> Point localization data:
----------------
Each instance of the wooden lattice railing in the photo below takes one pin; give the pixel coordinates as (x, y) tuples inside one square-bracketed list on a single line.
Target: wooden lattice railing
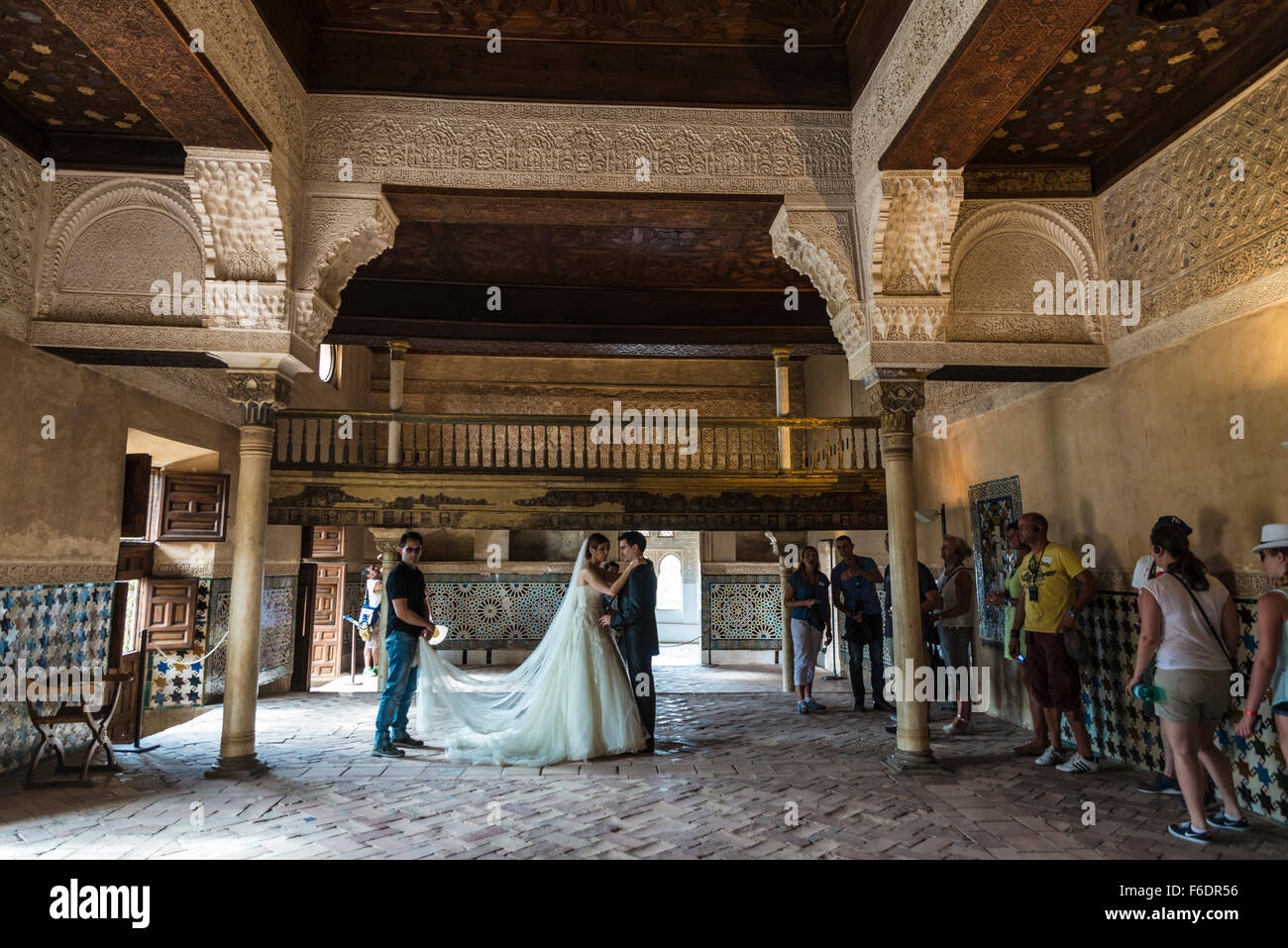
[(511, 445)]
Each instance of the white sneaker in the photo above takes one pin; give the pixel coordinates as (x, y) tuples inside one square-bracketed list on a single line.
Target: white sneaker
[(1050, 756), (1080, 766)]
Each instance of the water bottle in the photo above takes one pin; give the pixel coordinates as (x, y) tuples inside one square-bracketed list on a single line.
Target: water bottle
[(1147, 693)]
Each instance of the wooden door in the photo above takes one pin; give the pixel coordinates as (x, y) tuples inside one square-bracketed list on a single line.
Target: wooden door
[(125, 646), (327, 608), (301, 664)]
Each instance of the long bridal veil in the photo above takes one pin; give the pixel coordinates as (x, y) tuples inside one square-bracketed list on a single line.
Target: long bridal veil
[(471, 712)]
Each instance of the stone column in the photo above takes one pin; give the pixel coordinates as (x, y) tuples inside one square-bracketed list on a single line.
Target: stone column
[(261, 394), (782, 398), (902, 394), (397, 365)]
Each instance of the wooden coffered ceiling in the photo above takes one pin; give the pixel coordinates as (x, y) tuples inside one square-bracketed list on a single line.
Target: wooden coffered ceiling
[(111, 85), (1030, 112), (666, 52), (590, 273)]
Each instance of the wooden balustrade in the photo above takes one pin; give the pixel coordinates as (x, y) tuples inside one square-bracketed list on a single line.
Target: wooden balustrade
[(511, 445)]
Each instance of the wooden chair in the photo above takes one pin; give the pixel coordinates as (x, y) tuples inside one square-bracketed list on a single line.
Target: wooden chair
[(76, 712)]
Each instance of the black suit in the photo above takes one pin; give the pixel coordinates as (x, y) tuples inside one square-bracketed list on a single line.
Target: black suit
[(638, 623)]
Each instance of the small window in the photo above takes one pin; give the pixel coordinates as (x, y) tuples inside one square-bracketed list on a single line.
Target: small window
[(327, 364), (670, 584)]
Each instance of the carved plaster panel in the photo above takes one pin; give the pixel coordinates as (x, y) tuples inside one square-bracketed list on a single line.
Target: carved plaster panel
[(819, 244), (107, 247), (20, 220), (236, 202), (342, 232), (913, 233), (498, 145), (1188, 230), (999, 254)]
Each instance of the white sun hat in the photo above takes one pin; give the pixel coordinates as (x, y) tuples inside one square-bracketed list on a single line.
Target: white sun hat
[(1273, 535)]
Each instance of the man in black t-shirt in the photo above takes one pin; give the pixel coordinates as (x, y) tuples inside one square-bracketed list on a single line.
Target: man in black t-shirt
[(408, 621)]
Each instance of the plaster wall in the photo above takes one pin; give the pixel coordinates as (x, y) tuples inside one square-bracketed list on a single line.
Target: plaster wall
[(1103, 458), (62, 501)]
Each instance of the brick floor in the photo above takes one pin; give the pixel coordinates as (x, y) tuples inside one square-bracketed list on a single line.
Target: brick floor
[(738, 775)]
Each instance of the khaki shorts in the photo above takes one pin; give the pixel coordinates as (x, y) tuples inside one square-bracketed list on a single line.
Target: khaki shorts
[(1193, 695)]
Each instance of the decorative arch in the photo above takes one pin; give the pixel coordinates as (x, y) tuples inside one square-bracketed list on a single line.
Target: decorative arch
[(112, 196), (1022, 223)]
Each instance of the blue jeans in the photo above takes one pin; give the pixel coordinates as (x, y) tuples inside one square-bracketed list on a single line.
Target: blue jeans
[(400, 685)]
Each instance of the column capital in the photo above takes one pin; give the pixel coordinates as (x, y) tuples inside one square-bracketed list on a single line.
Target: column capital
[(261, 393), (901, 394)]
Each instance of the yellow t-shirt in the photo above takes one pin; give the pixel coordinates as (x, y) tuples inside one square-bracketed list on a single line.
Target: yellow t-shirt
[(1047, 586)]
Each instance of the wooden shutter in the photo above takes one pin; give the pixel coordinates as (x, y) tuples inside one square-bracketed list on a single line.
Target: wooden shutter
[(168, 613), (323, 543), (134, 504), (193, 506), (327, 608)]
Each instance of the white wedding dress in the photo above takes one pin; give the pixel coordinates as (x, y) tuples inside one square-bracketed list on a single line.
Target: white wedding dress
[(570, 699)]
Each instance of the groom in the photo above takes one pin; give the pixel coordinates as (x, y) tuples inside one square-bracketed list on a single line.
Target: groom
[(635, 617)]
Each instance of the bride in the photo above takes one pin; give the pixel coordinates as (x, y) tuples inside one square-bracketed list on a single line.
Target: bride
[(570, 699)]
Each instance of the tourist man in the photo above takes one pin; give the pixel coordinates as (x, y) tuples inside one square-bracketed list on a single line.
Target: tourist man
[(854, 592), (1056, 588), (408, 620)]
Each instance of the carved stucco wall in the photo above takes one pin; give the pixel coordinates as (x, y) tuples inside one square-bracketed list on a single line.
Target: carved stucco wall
----------------
> WORK ITEM:
Please state how many lines in the entries include the string "stucco", giving no more than the number.

> OUTPUT OF THE EXERCISE:
2